ASSIGNMENT
In the bush tyrant passage, copy the text from "The rufous-webbed bush tyrant (Cnemarchus" to "Chile, and Peru.", substituting "passerine" for "bird".

READING PASSAGE
The rufous-webbed bush tyrant (Cnemarchus rufipennis) is a species of bird in the family Tyrannidae, the tyrant flycatchers. It is found in Argentina, Bolivia, Chile, and Peru.

==Taxonomy and systematics==

The rufous-webbed bush tyrant was formally described in 1874 as Muscisaxicola rufipennis. It was later transferred to genus Cnemarchus that Robert Ridgway had erected in 1905. In the 1970s some authors moved it to genus Myiotheretes. A 1988 paper gave evidence that the species belonged in a new genus Polioxomis. However, a 2009 study hinted and 2020 studies confirmed that it belonged in Cnemarchus. Taxonomic systems began making the change in 2021. However, as of December 2024 BirdLife International's Handbook of the Birds of the World retained the species in Polioxomis.

SOURCE DATA
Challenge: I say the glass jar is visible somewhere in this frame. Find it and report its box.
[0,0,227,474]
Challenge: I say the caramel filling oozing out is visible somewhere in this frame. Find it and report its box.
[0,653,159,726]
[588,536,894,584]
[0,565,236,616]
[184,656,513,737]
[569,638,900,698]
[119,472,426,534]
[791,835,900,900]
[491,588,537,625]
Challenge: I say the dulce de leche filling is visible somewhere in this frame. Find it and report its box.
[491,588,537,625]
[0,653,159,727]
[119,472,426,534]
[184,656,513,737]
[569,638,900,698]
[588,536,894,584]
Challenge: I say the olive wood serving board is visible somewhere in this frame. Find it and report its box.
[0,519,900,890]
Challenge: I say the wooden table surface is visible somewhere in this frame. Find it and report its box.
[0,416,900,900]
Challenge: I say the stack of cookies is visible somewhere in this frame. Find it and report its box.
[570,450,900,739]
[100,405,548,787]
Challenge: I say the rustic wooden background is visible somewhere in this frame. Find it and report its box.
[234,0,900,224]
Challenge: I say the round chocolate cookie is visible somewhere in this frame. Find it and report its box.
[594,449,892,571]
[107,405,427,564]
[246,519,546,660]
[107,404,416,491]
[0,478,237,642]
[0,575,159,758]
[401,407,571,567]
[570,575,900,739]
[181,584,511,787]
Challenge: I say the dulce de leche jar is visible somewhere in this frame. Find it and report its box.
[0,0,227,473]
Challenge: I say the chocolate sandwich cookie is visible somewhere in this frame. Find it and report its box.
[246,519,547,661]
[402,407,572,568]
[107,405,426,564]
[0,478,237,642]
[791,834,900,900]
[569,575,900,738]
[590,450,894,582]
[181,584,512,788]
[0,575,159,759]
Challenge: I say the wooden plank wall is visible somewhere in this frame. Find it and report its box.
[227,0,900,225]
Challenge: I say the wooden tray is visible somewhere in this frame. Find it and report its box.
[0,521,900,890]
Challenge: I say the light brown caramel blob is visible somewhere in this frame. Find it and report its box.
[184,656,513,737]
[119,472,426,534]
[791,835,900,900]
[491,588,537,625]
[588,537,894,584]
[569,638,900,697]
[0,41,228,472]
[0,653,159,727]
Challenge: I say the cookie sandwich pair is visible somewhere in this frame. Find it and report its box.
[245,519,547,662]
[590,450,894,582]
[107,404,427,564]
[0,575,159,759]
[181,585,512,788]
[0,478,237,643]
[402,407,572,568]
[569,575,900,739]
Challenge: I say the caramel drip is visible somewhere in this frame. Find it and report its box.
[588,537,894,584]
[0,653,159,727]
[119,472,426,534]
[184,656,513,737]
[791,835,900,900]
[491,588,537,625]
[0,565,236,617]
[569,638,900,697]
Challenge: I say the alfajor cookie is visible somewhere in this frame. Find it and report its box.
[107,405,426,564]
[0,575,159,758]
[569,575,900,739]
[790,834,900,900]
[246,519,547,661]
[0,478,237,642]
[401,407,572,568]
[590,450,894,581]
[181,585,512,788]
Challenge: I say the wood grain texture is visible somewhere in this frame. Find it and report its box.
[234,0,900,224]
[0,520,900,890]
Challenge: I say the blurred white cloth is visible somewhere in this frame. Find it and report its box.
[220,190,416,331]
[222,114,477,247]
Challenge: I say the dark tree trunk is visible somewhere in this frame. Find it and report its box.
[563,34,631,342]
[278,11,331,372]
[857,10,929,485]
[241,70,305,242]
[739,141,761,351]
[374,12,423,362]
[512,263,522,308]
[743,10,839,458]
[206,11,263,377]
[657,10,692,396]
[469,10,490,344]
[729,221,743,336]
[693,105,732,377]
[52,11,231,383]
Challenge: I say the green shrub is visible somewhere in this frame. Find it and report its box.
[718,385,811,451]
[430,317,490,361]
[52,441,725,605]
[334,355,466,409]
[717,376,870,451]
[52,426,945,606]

TASK RESPONSE
The rufous-webbed bush tyrant (Cnemarchus rufipennis) is a species of passerine in the family Tyrannidae, the tyrant flycatchers. It is found in Argentina, Bolivia, Chile, and Peru.